Textabschnitt:
○ ○ ○

Leitsatz (redaktionell)

Verspätet angetretene Fahrt zur Familienwohnung iS des RVO § 550 S 3 1. Der Unfallversicherungsschutz für Fahrten zur Familienwohnung iS des RVO § 550 S 3 setzt nicht voraus, daß die Fahrt in unmittelbarem zeitlichen Anschluß nach Beendigung der Arbeit angetreten wird.

 

Normenkette

RVO § 550 S. 3 Fassung: 1971-03-18

 

Tenor

Die Revision der Beklagten gegen das Urteil des Hessischen Landessozialgerichts vom 10. Mai 1972 wird zurückgewiesen.

Die Beklagte hat der Klägerin auch die Kosten des Revisionsverfahrens zu erstatten.

 

Gründe

I

Die 1937 geborene Klägerin ist seit 1960 bei der Firma VDO T Werke A Sch in F als Einkäuferin beschäftigt. Bis dahin lebte sie im Hause ihrer Eltern in P. In diesem Hause hat sie weiterhin ein Wohnzimmer von ca. 15 qm und ein Schlafzimmer von ca. 10 qm zu ihrer Verfügung. Beide Zimmer sind noch aus ihrer Mädchenzeit möbliert. Zu Beginn ihrer Tätigkeit erhielt die Klägerin von ihrer Arbeitgeberin in F ein Leerzimmer mit einer kleinen Küche als Werkswohnung. Seit 1966 bewohnt sie in F ein anderes Leerzimmer mit Kochnische und Bad, zusammen etwa 30 qm groß. Sie ist ledig, auch nicht verlobt und suchte an den Wochenenden regelmäßig ihr Elternhaus auf. In P ist sie seit ihrer Geburt mit dem 1. Wohnsitz, seit dem 1. September 1960 außerdem mit dem 2. Wohnsitz in F gemeldet.

○ ○ ○

Auszüge aus Datensätzen:

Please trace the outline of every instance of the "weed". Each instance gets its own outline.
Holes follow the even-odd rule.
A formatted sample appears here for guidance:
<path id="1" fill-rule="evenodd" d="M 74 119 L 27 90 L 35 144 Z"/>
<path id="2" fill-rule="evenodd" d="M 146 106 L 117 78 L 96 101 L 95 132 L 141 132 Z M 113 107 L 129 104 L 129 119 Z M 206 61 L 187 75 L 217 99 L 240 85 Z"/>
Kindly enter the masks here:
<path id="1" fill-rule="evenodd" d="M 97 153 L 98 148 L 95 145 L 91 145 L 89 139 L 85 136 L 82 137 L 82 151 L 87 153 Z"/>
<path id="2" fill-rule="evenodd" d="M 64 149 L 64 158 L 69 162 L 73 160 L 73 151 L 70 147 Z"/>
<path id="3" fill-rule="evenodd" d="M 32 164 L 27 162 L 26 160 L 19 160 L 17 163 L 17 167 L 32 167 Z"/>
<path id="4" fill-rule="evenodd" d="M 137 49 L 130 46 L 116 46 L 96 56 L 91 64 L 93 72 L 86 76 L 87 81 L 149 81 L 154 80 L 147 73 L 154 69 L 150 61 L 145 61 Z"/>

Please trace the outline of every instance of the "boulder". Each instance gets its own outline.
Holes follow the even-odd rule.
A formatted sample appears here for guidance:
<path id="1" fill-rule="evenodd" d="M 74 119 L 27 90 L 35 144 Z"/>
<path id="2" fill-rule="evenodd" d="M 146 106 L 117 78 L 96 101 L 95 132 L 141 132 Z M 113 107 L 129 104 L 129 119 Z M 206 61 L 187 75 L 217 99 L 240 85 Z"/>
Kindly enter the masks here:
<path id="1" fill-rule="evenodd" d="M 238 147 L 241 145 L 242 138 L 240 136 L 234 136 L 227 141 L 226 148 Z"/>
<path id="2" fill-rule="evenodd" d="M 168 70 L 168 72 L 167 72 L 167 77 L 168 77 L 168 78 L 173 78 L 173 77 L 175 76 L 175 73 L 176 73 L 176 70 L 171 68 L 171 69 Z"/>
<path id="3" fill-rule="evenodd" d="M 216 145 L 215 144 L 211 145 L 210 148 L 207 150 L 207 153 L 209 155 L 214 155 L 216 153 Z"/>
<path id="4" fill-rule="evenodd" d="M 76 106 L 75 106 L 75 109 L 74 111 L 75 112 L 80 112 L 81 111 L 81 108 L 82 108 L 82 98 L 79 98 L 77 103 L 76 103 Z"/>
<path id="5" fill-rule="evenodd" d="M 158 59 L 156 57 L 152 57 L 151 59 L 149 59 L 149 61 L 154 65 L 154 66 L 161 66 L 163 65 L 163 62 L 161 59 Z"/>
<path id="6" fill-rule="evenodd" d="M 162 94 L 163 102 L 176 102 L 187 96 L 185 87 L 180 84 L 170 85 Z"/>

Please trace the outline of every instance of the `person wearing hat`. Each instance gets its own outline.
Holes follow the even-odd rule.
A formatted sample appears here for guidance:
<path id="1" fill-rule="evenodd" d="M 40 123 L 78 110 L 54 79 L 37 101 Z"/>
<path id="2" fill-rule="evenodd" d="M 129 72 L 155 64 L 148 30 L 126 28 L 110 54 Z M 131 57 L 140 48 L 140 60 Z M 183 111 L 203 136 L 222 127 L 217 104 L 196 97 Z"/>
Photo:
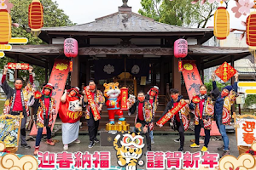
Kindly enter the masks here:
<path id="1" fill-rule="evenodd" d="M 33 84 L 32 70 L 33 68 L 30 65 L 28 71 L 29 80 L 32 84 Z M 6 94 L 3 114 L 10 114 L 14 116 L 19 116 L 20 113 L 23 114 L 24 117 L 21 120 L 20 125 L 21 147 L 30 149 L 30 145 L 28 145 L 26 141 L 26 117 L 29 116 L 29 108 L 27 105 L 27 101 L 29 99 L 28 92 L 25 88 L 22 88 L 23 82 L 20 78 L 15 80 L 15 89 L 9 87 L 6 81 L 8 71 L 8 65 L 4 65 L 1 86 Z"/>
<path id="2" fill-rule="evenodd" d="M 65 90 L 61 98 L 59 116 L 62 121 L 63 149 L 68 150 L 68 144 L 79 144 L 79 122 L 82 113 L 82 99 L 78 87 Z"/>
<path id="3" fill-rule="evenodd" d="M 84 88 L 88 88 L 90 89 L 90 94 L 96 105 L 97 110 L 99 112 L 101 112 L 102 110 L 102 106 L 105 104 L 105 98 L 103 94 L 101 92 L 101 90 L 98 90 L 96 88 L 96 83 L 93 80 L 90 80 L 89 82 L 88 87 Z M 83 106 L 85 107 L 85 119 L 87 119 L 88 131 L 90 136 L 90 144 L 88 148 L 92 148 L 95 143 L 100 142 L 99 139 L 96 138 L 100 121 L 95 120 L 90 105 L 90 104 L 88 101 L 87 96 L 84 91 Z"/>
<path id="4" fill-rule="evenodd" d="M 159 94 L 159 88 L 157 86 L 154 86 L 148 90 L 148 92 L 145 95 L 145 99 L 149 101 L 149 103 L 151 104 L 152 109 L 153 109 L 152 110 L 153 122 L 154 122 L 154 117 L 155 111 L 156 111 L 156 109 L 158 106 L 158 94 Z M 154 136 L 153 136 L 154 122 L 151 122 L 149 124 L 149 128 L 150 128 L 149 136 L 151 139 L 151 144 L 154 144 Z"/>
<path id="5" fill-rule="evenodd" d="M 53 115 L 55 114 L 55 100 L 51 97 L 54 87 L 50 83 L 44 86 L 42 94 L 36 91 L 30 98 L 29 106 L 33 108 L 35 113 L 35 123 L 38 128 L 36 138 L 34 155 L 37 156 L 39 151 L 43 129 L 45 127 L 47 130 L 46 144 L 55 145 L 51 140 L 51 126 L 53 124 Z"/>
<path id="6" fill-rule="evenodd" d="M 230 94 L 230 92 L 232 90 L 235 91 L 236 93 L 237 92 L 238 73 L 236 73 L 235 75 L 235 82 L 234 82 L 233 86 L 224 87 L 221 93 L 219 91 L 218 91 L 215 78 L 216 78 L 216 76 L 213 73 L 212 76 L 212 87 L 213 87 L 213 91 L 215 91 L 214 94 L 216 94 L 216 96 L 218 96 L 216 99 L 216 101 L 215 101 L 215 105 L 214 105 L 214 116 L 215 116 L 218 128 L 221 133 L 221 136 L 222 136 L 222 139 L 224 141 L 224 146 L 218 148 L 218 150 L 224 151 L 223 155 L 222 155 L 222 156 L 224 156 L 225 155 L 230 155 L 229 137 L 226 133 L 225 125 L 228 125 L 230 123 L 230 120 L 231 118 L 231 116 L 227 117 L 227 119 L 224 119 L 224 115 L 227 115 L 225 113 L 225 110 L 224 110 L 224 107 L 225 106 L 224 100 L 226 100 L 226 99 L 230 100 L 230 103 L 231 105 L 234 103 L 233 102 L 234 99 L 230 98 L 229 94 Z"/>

○ ○ ○

Prüfe für jede der folgenden Aussagen, ob sie mit dem Urteil zur verspätet angetretenen Fahrt übereinstimmt, und antworte jeweils mit Ja oder Nein samt den entscheidenden Worten des Textes als wörtlichem Zitat: (a) Die Klägerin arbeitet seit 1960 als Einkäuferin. (b) Die Klägerin ist verlobt. (c) Das Schlafzimmer im Haus der Eltern ist etwa 15 qm groß. Die Datensätze haben eine andere Herkunft als der Textabschnitt.

(a) Ja: „seit 1960 bei der Firma VDO T Werke A Sch in F als Einkäuferin beschäftigt“
(b) Nein: „Sie ist ledig, auch nicht verlobt“
(c) Nein: „ein Schlafzimmer von ca. 10 qm“